━━ Provided material
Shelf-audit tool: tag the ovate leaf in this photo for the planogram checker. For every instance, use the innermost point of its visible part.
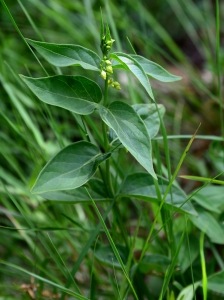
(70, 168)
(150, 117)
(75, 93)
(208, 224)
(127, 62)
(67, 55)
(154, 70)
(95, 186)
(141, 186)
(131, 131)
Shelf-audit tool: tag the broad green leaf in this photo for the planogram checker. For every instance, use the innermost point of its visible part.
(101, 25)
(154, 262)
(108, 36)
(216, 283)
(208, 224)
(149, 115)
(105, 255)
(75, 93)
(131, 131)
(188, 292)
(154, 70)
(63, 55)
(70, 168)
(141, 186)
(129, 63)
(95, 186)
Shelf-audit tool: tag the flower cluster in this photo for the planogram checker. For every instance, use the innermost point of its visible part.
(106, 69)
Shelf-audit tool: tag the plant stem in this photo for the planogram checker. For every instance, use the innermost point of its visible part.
━━━━
━━ Provided material
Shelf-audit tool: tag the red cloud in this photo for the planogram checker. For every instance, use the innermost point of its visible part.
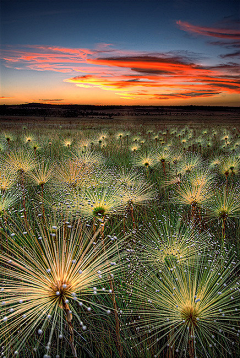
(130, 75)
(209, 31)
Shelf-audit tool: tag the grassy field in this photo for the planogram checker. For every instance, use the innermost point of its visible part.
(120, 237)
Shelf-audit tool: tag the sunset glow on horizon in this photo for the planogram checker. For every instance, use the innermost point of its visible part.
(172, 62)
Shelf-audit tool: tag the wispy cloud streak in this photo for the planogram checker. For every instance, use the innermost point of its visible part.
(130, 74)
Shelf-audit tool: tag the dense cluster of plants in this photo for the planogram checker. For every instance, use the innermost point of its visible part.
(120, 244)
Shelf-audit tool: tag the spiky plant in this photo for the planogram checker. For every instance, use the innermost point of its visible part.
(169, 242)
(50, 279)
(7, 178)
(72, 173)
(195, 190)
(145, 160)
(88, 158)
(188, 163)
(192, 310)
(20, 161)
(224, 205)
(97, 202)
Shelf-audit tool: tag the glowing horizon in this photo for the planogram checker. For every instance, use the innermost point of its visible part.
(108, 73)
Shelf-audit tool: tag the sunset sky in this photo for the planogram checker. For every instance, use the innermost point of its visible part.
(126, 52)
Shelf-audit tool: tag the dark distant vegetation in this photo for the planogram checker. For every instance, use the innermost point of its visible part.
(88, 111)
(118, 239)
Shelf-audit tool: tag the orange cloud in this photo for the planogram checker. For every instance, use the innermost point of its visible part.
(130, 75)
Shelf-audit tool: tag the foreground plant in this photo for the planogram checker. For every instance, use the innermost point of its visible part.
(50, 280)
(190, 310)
━━━━
━━ Provided material
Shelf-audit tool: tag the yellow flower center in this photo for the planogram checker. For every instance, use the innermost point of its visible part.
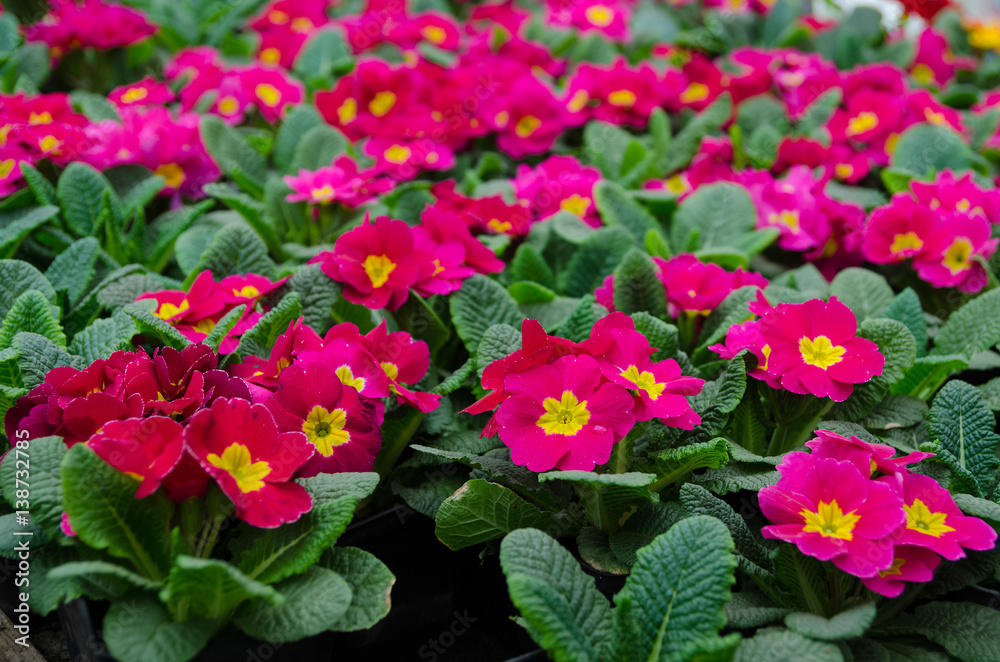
━━━━
Swap every "planogram checker" for "inventory checker" in the items, starting with the line containing "Shelf-audit tool: tag the ovate" and going on through the line containing "Shelf-audit tool: tag the plant", and leave everything else unchanged. Write those items out again without the pictures.

Shelf-audit tool: tag the ovate leaf in this photo for the inventory checker. For every instance, use the innermost point of its visible part.
(70, 168)
(150, 117)
(75, 93)
(208, 224)
(127, 62)
(67, 55)
(154, 70)
(95, 186)
(141, 186)
(131, 131)
Shelf-audit tool: tag the broad green leaf in this photo for the inventory checker. For every instance, use the innermost point of its visible part.
(101, 25)
(154, 262)
(108, 36)
(216, 283)
(208, 224)
(149, 115)
(105, 255)
(75, 93)
(131, 131)
(188, 292)
(154, 70)
(63, 55)
(70, 168)
(141, 186)
(129, 63)
(95, 186)
Shelf-audit tool: tag the flower cluster in this photo for the inventory checker. For every instance, use the innermost point of its visible part.
(106, 69)
Shelf-audit tool: tag the plant stem in this photo for the inventory checker. For every instance, use the innermost point of its visible part.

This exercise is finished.